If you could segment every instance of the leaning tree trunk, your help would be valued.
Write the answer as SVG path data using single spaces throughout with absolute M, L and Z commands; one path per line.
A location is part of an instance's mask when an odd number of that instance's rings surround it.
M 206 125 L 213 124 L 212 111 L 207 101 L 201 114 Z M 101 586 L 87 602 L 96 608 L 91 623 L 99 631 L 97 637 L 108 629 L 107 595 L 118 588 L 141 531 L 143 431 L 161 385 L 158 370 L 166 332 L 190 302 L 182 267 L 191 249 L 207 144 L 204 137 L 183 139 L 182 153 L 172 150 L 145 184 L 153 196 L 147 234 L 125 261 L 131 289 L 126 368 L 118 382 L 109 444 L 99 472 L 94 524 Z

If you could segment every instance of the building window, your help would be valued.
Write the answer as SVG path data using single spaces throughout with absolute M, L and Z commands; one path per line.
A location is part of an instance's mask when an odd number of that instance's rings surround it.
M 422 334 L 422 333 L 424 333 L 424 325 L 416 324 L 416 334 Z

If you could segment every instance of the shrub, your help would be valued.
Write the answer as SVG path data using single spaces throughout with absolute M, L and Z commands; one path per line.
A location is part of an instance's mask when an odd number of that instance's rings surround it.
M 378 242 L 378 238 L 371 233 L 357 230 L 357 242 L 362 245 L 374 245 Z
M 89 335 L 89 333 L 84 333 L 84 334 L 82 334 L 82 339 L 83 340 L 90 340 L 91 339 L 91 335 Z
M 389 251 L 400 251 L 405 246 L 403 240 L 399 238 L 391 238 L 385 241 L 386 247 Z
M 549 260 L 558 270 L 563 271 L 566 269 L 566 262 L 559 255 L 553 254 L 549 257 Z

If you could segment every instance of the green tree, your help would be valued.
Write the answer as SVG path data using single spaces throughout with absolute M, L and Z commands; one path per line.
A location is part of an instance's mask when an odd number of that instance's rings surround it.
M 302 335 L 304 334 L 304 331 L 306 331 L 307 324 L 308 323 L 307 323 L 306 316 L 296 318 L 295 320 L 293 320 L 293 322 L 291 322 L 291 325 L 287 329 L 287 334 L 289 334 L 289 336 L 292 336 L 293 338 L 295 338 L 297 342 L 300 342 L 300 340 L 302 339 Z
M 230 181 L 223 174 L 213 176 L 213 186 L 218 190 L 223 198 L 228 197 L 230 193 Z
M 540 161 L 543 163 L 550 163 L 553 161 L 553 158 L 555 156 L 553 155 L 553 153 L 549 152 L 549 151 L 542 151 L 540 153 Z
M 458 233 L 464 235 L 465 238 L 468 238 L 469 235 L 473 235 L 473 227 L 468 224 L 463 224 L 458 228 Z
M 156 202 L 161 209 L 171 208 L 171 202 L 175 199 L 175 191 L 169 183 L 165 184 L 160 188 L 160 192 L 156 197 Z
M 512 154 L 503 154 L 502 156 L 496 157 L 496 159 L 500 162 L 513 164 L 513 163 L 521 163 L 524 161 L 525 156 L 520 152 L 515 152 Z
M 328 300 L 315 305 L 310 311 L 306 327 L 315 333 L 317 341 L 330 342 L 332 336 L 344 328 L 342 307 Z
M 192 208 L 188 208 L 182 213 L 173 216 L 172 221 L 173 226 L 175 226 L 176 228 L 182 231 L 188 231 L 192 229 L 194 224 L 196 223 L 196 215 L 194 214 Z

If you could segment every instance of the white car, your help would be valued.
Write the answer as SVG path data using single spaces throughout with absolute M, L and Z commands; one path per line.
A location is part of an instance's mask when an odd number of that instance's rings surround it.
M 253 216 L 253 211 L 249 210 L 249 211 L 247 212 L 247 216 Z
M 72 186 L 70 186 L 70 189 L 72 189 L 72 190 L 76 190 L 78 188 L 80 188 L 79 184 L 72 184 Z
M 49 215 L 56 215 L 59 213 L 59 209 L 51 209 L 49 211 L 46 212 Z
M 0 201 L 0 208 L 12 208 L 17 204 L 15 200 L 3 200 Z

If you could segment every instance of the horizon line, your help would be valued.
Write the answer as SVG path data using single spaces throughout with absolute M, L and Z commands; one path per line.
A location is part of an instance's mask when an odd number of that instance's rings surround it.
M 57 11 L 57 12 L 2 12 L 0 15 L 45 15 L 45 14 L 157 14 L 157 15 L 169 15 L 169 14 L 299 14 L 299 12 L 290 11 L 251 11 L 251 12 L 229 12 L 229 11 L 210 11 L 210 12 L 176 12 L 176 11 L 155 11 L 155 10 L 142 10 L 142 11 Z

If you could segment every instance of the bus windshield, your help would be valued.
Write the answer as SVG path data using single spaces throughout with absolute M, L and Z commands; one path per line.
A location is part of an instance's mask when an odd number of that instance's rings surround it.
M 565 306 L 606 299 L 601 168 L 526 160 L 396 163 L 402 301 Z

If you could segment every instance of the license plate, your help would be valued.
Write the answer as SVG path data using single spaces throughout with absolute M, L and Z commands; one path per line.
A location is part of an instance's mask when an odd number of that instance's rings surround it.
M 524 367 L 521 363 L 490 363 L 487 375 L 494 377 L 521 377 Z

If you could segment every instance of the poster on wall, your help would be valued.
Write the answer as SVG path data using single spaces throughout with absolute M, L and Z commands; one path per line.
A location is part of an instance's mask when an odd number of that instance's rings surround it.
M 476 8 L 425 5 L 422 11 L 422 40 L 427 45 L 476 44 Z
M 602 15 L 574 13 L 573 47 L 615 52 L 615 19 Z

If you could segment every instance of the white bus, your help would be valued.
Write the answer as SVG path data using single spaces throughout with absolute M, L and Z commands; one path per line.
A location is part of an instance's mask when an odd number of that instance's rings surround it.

| What this task involves |
Copy out, in full, each line above that has the word "would" in it.

| Response |
If you could segment every instance of the leaning tree trunk, your help would be valued.
If you could segment every instance of the building window, your help would be valued.
If you could segment every instance of the shrub, your help would be valued.
If you could segment every instance of the green tree, your help would be valued.
If you could segment every instance of the white car, your help would be valued.
If you could segment every instance of the horizon line, your help would be valued.
If you could segment every instance of the bus windshield, your help would be valued.
If you could segment every instance of the license plate, your help would be valued.
If you could segment every instance of the poster on wall, your help would be valued.
If you could segment every instance of the white bus, your help would be valued.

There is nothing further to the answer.